(Directions for this task) Each line below either holds the string "tweezers" or doesn't. Count those that do and give only the number.

Stored data:
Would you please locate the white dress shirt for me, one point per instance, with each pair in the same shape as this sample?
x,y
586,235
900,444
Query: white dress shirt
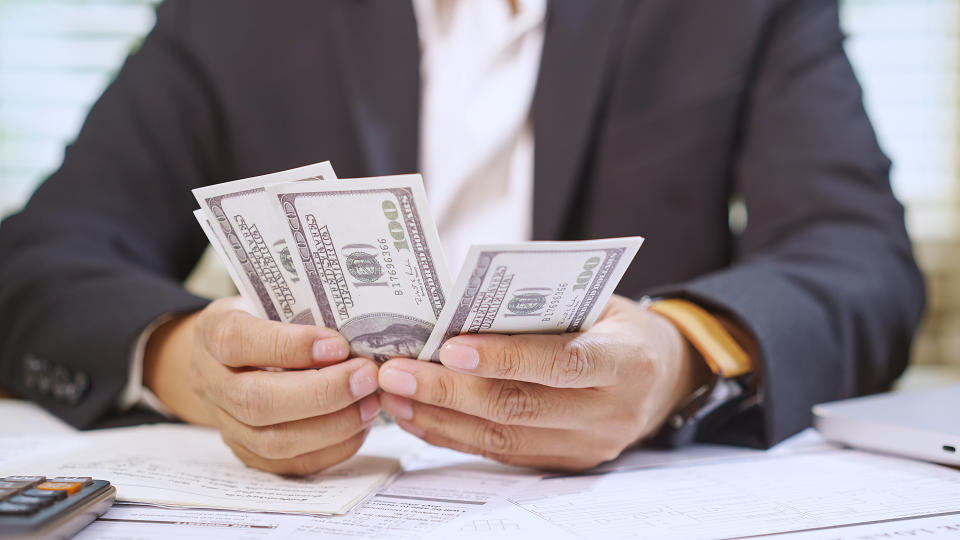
x,y
479,65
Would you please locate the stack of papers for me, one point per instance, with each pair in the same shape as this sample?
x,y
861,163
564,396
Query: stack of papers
x,y
803,488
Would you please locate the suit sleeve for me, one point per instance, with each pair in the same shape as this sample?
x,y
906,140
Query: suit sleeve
x,y
824,276
102,247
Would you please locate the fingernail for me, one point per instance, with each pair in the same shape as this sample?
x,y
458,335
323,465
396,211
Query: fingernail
x,y
329,349
459,356
397,381
410,428
369,407
363,381
399,407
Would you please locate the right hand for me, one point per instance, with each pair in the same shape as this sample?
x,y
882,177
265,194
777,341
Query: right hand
x,y
287,422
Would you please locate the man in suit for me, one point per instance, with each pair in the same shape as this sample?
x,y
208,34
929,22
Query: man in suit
x,y
567,120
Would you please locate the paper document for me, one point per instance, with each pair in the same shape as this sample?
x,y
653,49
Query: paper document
x,y
414,505
189,466
744,496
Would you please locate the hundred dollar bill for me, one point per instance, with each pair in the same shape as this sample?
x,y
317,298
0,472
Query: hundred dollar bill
x,y
371,254
532,287
218,249
252,235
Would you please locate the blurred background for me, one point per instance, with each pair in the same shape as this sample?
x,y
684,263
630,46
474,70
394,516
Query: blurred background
x,y
57,56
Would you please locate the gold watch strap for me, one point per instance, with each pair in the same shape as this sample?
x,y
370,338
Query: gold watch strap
x,y
720,351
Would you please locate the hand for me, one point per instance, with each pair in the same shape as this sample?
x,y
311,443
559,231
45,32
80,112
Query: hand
x,y
568,401
205,368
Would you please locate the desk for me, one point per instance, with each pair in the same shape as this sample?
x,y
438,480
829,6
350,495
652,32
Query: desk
x,y
803,488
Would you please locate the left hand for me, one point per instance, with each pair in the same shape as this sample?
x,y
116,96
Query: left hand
x,y
568,401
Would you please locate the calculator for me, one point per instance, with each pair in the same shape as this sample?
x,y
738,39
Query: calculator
x,y
40,508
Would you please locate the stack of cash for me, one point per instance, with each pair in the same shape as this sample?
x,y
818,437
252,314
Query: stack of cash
x,y
363,256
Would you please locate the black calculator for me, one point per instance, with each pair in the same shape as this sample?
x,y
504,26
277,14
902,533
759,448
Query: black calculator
x,y
40,508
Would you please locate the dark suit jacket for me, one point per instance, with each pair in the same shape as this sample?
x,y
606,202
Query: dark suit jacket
x,y
649,116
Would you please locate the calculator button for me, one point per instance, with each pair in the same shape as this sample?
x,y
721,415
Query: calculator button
x,y
29,479
30,501
84,480
11,509
69,487
42,494
15,486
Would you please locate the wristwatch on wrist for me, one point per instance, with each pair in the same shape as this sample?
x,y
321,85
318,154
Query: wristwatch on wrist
x,y
731,389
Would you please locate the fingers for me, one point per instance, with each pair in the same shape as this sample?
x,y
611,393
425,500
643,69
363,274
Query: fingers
x,y
238,339
501,401
303,464
261,398
562,361
292,439
491,437
528,447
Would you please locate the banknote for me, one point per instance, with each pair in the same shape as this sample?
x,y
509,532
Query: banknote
x,y
220,251
370,252
252,235
532,287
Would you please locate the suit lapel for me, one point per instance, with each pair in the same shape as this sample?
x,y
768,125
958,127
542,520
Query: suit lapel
x,y
379,53
576,57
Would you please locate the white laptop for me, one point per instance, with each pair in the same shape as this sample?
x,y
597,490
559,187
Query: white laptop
x,y
921,424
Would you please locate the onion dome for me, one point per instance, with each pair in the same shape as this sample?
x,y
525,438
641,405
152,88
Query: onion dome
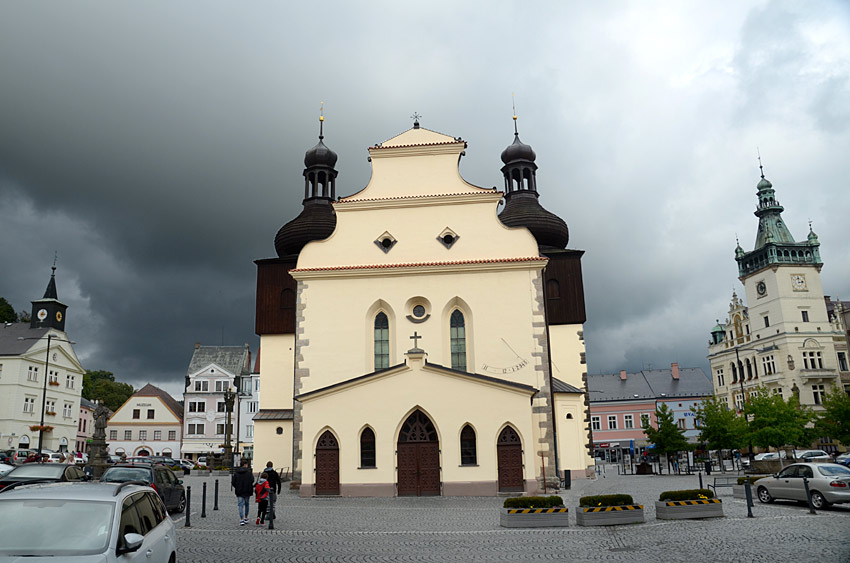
x,y
317,220
521,206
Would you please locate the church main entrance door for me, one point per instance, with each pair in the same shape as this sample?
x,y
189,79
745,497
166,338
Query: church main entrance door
x,y
327,465
418,457
509,451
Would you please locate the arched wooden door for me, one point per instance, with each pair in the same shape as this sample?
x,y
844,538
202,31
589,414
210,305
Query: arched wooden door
x,y
418,457
327,465
509,450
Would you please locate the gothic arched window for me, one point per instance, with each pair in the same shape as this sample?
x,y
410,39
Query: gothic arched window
x,y
367,448
382,341
457,336
468,450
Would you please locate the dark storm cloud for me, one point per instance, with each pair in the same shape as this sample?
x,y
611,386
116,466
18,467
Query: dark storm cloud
x,y
158,147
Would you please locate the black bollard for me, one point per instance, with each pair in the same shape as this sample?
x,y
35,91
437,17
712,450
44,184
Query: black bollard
x,y
187,524
809,495
204,501
748,490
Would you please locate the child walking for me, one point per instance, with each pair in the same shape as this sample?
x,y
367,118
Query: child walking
x,y
261,490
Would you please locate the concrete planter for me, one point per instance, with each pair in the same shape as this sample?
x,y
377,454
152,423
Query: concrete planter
x,y
609,515
534,517
688,509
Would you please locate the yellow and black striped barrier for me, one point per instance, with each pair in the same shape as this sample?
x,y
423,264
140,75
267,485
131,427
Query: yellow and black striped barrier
x,y
692,502
613,508
536,510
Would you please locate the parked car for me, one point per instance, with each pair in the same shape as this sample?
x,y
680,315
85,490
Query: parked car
x,y
159,477
93,521
42,472
829,483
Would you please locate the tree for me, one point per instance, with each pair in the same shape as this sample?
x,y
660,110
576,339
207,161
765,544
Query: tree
x,y
720,427
834,421
667,438
101,386
777,422
7,312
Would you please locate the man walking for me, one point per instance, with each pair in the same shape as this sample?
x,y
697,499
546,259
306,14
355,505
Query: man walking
x,y
243,485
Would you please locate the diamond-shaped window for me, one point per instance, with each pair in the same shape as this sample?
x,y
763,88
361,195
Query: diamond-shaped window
x,y
385,241
448,237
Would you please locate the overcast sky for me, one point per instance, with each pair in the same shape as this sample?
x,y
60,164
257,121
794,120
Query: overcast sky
x,y
158,147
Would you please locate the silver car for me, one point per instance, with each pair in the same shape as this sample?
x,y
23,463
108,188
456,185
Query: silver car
x,y
829,483
85,522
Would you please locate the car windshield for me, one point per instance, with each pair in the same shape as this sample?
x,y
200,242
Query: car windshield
x,y
38,470
834,470
121,474
54,527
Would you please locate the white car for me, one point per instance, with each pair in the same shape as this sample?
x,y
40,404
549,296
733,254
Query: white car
x,y
108,522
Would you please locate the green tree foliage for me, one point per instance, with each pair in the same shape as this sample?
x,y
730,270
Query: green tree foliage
x,y
834,421
777,422
7,312
667,437
101,386
720,427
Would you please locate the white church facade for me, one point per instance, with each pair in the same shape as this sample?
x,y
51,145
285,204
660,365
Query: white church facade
x,y
415,342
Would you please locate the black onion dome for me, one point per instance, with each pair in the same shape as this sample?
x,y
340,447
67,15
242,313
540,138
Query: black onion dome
x,y
320,155
518,151
316,222
523,210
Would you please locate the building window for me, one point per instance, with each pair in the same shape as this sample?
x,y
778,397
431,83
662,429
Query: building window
x,y
457,337
468,446
367,448
817,394
382,341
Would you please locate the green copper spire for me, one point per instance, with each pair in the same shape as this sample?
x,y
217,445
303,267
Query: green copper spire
x,y
774,243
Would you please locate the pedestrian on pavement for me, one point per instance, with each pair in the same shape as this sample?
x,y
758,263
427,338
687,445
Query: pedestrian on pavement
x,y
243,485
262,490
274,479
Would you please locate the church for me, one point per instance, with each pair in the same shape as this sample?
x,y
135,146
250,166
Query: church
x,y
413,340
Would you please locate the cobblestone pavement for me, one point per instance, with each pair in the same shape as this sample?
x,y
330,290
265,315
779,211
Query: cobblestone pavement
x,y
467,529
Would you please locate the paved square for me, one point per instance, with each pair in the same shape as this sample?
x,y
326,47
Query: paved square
x,y
467,529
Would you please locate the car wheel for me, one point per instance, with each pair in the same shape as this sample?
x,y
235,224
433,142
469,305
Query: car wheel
x,y
818,500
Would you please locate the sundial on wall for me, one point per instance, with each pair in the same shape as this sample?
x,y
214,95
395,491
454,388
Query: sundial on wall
x,y
504,362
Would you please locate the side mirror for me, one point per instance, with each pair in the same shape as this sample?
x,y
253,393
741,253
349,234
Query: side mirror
x,y
132,542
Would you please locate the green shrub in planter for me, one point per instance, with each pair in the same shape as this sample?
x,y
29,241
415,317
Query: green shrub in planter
x,y
534,502
606,500
687,494
752,478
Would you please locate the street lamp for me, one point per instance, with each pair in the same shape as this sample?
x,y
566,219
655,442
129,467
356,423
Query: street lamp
x,y
744,403
50,337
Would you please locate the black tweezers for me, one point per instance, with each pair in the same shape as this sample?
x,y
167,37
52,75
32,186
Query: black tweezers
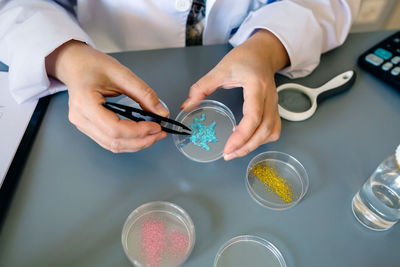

(Answer space) 2